*Page excerpt*:

Soluble and Insoluble

The 2010 Dietary Guidelines for American recommends 25 to 38 g/day of fiber for women and men respectively. As important as is to have a diet rich in fiber, it is also good to include plenty of types.

Chapman explains that there are two types of fiber: soluble and insoluble.

“Soluble fibers help lower the risk of heart disease and diabetes, while insoluble fibers are important to promoting bowel movements and providing bulk for feeling full,” she says.

Soluble fiber appears in oats, bran, apple and potatoes, among others, while good sources of the insoluble fiber show up in nuts, whole-wheat flour and many vegetables, adds Chapman.

Researchers at Wake Forest Baptist Medical Center found that for every 10-gram increase in soluble fiber eaten per day, belly fat was reduced by 3.7 percent.

“Ten grams of soluble fiber can be achieved by eating two small apples, one cup of green peas and one-half cup of pinto beans,” said Kristen Hairston, M.D., assistant professor of internal medicine at Wake Forest Baptist and lead researcher on the study.

Worthless calories

On average, Americans are not meeting the fiber intake recommendations in spite of the added consumption of whole grain products.  Or even worse, they may increase the overall caloric intake by justifying the fiber need of adding whole grain products to their diets.

“We must educate consumers on how to find whole-grain foods that provide at least a good source of fiber. Likewise, adding fiber to foods typically eaten – with the addition of bran, germ, and other concentrated sources of fibers – may be an option to help meet the fiber recommendations without increasing the energy intake,” according to the authors of the Wake Forest study.

In a study published in the Journal of Nutrition, participants who consumed whole grain products experienced a greater reduction in the percentage of fat mass when compared to those consuming refined foods. Furthermore, refined-grain consumption increased serum total and LDL cholesterol, concludes the study.

But what type of whole grain foods did the participants eat? The study sheds some light on this matter. Oat and barely foods, rich in soluble Beta-glucans exhibit cholesterol-lowering properties, whereas wheat and rice most of them do not.

*Source data*:

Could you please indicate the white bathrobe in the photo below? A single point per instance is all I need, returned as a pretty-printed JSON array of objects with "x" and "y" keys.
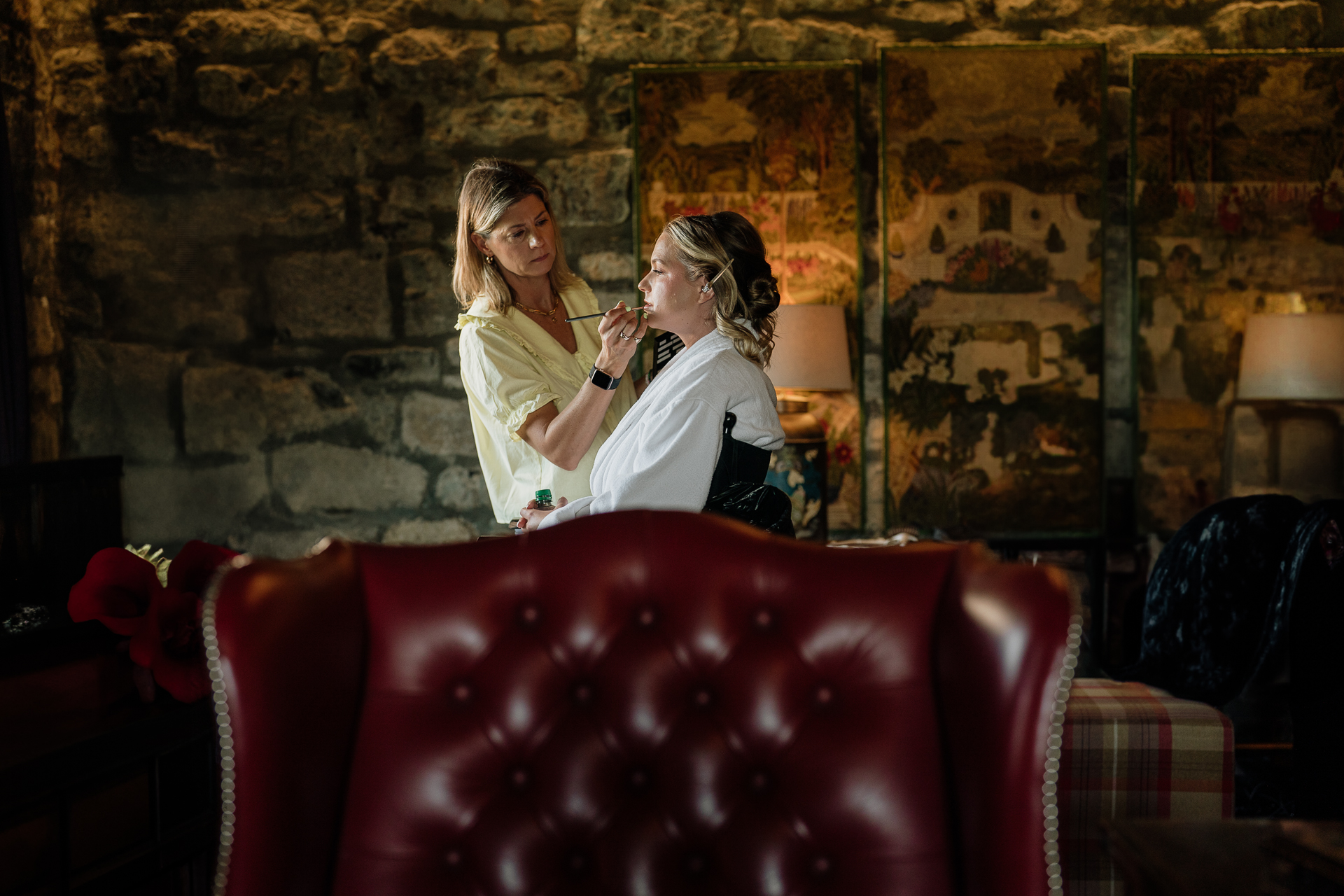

*Try it*: According to the text on dietary fiber, by how much was belly fat reduced for every 10-gram increase in soluble fiber eaten per day?

*Output for this task*: By 3.7 percent.